> [DOCUMENT PASSAGE]:
^^^^^^^^^^^^^^^^

|06 Mar 2018
|19 Oct 2021
A bit surprised for having this invention granted in a exploding sector like the one of natural language processing. The 2017, when I implemented this idea, was still a golden age for NLP, where was possible for non-specialists like me, to have some breakthroughs via new applications of neural networks.
Nowdays (2022), this method might look archaic and outdated by far more sophisticated approaches (e.g.: transformers and large language models), but the problem was intended to solve, seems to me largely ignored even today by a variety of commercial digital assistants out there in the market.
Setup a chatbot for managing a business process in the consumer retail means mostly designing a tree of steps users will follow for finalizing what they intend to do. Those states are the direct successors of previous choices, and from there, users may do one or more actions to move down in the decision tree. I believe/d it is/was a rigid paradigm. We are very flexible to jump among different topics even though we are focusing on completing a specific task. Chatbots (aka digital assistants) expose a textual interface that make user inclined to communicate as they do with people, not with computer programs, and we don’t follow decision trees very much. When a consumer is finalizing a purchase process but then asks info about delivery, the chatbot will switch to that context, ready to back to the checkout as soon as the information is provided, or at user’s request.

^^^^^^^^^^^^^^^^

> [SOURCE MATERIAL]:

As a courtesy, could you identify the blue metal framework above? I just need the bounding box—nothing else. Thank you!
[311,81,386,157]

^^^^^^^^^^^^^^^^

> [BRIEF 1]: Return the part of the chatbot invention post that starts at the words "Nowdays (2022), this" and stops after the words "in the market.".
> [BRIEF 2]: In the chatbot invention post, what year was the idea implemented?

> [OUTPUT 1]:
Nowdays (2022), this method might look archaic and outdated by far more sophisticated approaches (e.g.: transformers and large language models), but the problem was intended to solve, seems to me largely ignored even today by a variety of commercial digital assistants out there in the market.

> [OUTPUT 2]: 2017